Extend the article about the Spokane Public Library, starting after its final sentence.

▸ Text section
■ ■ ■ ■ ■ ■ ■
But Dowd, the author and shelter operator, cautions that if they're not careful, too many security guards or police officers can inflame tensions, instead of calming them. Librarians are best suited to handle most of these encounters, he says.
"It's a lot easier to build a relationship when you're wearing a cardigan than when you're wearing a [security] uniform," Dowd says.
Stuckart argues that a police officer in the library is a police officer who isn't patrolling the streets. He says he wouldn't want to cut library hours or fire librarians to pay for more security in a library he already believes is safe.
Instead, he supports a proposal to install safe needle-disposal containers inside the bathroom stalls. He calls for requiring all city-funded shelters to be 24/7 and staffed by caseworkers; otherwise, you get homeless people flooding into Starbucks and the library simply to have a warm place to stay during the day.
But homelessness is just one controversy the library has had to contend with.
DRAG AND DOGMA
A crowd of children sit on the downtown library floor on Saturday afternoon. Far-right journalists from publications like the John Birch Society's New American are observing and videotaping as Andrea Tate's drag queen persona — Tirrany Hex — reads to them in a white, high-collared wedding-style dress.
Drag Queen Story Hour was intentionally scheduled, promoted and sponsored by the Spokane Public Library as part of celebrating the community's diversity during Pride Week.
Tate comes out to the song "Drag is Magic," as the kids sing along to lyrics like, "Drag is dress-up for girls and boys" and "drag is for you, and drag is for me, drag is for everyone." None of the books the drag performers read talk about sex or drag, but instead focus on celebrating diversity. One of the books, A Family is a Family is a Family, includes two dads — but also a number of other traditional and nontraditional family structures. Not All Princesses Dress in Pink celebrates girls using power tools and playing in mud puddles. The Princess and the Pony features an unconventional princess and a farting pony.
But that doesn't stop protesters from claiming that drag is inherently sexual, that the performances will confuse children's gender identity, or that drag queens are perverts trying to propagandize children.
Indeed, as some conservatives look at homelessness and pronounce that our cities are dying, some conservatives point to Drag Queen Story Hours and declare that our culture is collapsing.
City Councilman Mike Fagan — a conservative running for council president — says that, on the one hand, Drag Queen Story Hour is First Amendment speech. On the other, though, he hands the Inlander an op-ed written by local activist Anna Bohach, creator of the "500 Mom Strong" anti-drag Facebook group. Bohach decries drag performances as misogynistic, arguing they're tantamount to blackface.
■ ■ ■ ■ ■ ■ ■
[Excerpt from a dataset]
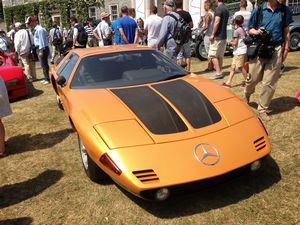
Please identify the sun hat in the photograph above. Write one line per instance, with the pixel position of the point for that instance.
(18, 24)
(30, 19)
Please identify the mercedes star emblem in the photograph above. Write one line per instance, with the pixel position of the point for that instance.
(207, 154)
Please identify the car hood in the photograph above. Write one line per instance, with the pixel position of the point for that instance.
(158, 113)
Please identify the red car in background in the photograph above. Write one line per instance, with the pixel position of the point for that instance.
(13, 76)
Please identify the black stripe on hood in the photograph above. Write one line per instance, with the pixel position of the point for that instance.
(157, 115)
(194, 106)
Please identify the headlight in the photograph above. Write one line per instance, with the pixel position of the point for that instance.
(162, 194)
(255, 165)
(12, 82)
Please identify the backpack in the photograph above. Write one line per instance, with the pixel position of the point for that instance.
(56, 38)
(82, 35)
(182, 32)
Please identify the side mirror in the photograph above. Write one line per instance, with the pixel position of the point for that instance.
(61, 80)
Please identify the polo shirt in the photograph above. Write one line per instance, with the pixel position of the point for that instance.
(272, 21)
(129, 26)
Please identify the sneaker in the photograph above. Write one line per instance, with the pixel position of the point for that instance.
(226, 85)
(216, 76)
(264, 116)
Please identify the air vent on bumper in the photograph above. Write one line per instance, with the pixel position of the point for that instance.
(260, 143)
(146, 176)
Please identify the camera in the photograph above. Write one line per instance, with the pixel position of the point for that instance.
(266, 35)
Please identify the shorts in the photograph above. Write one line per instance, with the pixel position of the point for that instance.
(238, 60)
(185, 51)
(206, 43)
(217, 48)
(5, 109)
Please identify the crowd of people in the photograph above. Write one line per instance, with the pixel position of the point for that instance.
(158, 32)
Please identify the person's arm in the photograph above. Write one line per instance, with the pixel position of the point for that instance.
(215, 27)
(163, 33)
(95, 32)
(234, 42)
(17, 43)
(123, 36)
(43, 38)
(50, 37)
(75, 34)
(136, 36)
(207, 20)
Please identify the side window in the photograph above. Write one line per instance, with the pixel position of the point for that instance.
(67, 67)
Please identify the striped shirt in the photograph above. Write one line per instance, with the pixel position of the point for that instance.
(89, 30)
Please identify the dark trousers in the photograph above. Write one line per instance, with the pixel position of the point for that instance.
(44, 62)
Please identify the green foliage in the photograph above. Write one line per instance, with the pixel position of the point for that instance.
(45, 8)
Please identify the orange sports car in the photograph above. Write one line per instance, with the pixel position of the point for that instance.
■ ■ ■ ■ ■ ■ ■
▸ Task result
"I stand by her statement 100 percent," Fagan says. Fagan speaks almost gleefully about being able to use left-wing language against liberals.
"If the left side wants to say that they're 'woke,'" Fagan says, "I think the right side is saying, 'We're woke, too.'"
Bohach's feminism is the sort that condemns abortion as a tool for the "socialist patriarchy" to oppress women. She was offended by Mrs. Doubtfire, too. Women crossdressing as men is just as bad, she argues. She says she first heard the feminist critique of drag in her women's studies class when she attended California State University-Los Angeles. Indeed, it's not hard to find feminists — and even drag queens — critiquing certain drag tropes as sexist.
"What does that say to my daughter, when men parade around in makeup and mock femininity, and mock everything that it means to be a woman?" Bohach says.
But Tate says that argument is ridiculous when applied to Spokane's Drag Queen Story Hour. For starters, she's not a man. Neither is Kai Lockhart, who performed as a "drag king" on Saturday dressed in a suit jacket and facial hair makeup. Instead, both were assigned female at birth and both now identify as nonbinary.
The comparison to blackface is particularly offensive to Tate and several of the other drag queens. Drag is an artform resurrected by an oppressed minority — gay men — Tate says.
"I personally am done with letting drag be consigned to adult-only spaces," Tate says at a library panel discussion on the issue. "Because queer people have every right to exist outside of adult spaces."
She says the message of the event is about acceptance, about showing kids it's OK to dress how they like and be who they want to be as long as they're a kind person.
Others saw revolutionary potential in the event. At the library panel, Eastern Washington University gender studies professor Lisa Logan enthuses about the opportunity of "really critiquing gender normativity" while children "still have these wonderfully open minds."
"I think it has the potential to blow 'gender' wide open, which is part of why it's so scary," Logan says.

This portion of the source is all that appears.